_Exercise instructions_
Please translate this sentence from the Iryna Shuvalova biography below into Spanish: "Shuvalova debuted in 2011 with her poetry book Ran."

_Document section_
******

Iryna Shuvalova (; born 1986) is a Ukrainian poet, translator and scholar.

Early life and education 
Iryna Shuvalova was born in 1986 in Kyiv. She studied at the Taras Shevchenko National University of Kyiv. In 2014, she completed MA in Comparative literature at Dartmouth College, followed by a PhD in 2020 in Slavonic studies at the University of Cambridge on the topic of songs of the Russo-Ukrainian War created by affected local communities. At Dartmouth she was a recipient of a Fulbright scholarship, while at Cambridge she gained a Gates Cambridge Scholarship and taught Ukrainian.

Career 
Shuvalova debuted in 2011 with her poetry book Ran. Her fourth book, the bilingual publication Pray to the Empty Wells was strongly influenced by Ukrainian folk culture and nature. Her poems have appeared in various anthologies and have been translated into nine languages. In 2019, she was a coeditor of 120 pages of "Sodom": the first anthology of queer literature published in Ukraine.

******

(Excerpts of location labeling data)
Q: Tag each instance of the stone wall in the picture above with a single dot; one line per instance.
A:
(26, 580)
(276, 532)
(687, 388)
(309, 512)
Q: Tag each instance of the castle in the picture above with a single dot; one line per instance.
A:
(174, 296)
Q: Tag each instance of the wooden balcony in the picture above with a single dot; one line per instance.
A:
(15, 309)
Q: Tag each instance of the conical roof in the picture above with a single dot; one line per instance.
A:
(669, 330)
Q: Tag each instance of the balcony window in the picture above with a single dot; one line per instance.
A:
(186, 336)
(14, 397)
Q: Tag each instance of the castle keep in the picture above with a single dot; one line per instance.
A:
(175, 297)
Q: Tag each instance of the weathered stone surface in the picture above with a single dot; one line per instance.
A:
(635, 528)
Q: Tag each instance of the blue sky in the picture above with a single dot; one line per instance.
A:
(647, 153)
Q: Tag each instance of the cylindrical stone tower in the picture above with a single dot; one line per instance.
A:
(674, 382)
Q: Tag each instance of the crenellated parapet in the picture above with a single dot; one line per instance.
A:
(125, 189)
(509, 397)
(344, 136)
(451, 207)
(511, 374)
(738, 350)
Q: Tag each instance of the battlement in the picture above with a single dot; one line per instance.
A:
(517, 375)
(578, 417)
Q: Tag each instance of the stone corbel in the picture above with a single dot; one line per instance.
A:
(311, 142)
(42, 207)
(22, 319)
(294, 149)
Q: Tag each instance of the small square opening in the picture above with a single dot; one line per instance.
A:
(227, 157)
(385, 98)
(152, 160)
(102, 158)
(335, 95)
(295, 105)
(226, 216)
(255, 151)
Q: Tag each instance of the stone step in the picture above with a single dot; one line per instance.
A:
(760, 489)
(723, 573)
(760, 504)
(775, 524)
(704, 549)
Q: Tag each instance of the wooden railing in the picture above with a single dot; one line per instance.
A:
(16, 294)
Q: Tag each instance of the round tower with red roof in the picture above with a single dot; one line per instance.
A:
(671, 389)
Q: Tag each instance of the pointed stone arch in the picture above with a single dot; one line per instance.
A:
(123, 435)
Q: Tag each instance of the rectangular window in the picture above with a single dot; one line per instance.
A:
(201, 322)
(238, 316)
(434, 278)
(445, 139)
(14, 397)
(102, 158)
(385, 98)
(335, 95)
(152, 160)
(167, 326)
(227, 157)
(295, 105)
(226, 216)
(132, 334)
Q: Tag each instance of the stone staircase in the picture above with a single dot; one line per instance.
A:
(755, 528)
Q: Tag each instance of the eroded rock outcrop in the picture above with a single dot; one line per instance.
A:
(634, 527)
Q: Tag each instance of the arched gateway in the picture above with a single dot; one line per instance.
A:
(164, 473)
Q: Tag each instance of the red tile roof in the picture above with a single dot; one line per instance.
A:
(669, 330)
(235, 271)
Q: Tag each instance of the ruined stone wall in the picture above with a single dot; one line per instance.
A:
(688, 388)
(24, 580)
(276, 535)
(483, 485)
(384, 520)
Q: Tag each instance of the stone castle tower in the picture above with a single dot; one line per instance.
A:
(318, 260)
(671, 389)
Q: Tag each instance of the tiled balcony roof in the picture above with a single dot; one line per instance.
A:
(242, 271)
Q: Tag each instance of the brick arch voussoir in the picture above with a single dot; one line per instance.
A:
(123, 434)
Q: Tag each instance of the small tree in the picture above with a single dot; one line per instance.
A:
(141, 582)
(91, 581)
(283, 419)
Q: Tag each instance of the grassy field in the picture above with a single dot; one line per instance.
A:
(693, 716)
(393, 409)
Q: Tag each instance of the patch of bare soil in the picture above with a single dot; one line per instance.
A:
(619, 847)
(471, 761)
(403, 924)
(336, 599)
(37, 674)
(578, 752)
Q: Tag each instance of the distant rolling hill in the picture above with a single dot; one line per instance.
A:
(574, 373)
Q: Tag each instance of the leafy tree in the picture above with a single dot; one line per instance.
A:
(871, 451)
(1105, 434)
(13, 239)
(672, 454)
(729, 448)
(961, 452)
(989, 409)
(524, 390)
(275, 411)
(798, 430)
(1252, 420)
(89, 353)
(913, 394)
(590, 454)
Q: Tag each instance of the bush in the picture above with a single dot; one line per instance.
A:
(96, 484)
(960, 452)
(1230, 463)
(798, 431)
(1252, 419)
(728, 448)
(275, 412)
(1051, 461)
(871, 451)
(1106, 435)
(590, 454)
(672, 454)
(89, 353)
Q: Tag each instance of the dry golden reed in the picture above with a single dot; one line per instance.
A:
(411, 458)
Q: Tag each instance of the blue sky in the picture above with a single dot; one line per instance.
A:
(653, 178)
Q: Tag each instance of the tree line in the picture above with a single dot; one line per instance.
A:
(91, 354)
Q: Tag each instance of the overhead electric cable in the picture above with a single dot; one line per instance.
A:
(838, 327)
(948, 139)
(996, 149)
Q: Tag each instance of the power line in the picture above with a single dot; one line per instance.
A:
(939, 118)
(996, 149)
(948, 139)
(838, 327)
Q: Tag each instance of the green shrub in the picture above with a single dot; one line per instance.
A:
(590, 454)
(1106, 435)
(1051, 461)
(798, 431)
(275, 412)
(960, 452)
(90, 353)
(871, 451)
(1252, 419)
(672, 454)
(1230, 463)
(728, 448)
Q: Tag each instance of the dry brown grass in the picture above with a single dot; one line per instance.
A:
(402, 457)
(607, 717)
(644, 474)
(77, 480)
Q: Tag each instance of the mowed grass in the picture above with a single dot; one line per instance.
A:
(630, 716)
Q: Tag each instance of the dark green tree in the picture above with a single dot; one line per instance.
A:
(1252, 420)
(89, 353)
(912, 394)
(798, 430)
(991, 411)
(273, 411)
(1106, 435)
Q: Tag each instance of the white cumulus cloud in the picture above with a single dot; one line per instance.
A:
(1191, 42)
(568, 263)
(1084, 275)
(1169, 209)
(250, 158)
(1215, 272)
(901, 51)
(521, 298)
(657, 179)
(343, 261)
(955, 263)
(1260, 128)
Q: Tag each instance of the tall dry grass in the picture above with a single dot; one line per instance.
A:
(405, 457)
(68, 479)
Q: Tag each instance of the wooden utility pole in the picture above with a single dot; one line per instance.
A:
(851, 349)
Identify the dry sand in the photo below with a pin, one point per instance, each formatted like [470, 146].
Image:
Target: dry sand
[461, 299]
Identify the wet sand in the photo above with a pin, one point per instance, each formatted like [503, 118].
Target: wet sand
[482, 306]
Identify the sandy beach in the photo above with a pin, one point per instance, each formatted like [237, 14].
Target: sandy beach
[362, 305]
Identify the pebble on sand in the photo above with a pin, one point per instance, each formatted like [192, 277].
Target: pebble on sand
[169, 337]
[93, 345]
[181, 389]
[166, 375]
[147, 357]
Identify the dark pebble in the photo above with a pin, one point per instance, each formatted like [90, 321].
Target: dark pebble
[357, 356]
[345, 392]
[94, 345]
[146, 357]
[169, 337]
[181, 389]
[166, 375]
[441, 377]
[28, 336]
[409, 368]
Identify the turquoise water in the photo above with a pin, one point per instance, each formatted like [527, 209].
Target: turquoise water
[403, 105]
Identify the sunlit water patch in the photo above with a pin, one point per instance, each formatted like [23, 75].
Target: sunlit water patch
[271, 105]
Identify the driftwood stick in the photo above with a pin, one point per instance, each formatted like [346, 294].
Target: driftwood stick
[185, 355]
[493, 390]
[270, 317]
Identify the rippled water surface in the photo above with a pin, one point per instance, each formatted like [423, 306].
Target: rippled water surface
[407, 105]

******

_Output below_
Shuvalova debutó en 2011 con su libro de poesía Ran.